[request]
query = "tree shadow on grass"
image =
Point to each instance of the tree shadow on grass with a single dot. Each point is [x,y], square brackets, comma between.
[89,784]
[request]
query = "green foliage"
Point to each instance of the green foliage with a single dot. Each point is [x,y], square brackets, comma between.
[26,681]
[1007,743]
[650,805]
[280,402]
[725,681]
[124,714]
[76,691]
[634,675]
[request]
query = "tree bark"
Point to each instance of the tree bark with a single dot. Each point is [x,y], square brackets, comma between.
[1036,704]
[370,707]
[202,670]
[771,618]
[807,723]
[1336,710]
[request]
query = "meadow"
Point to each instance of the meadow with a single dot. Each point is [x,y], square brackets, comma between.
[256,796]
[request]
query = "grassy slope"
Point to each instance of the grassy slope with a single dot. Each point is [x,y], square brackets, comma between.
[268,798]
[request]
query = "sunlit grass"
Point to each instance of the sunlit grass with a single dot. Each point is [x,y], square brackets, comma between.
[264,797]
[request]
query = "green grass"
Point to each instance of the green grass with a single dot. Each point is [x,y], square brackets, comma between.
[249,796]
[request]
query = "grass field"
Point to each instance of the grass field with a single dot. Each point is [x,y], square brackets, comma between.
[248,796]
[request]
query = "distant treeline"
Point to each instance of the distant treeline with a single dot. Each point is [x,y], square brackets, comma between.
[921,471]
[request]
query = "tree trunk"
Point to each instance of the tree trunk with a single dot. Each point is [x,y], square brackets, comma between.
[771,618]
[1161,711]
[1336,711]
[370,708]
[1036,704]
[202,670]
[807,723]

::::

§ **SHORT EXERCISE**
List every line in the items above that contains the string "slope", matching case exactly.

§ **OUTPUT FOR THIS TASK**
query = "grassy slope"
Point to each instance of the grassy slope with a single dot. Each point is [x,y], square brackets, comma between.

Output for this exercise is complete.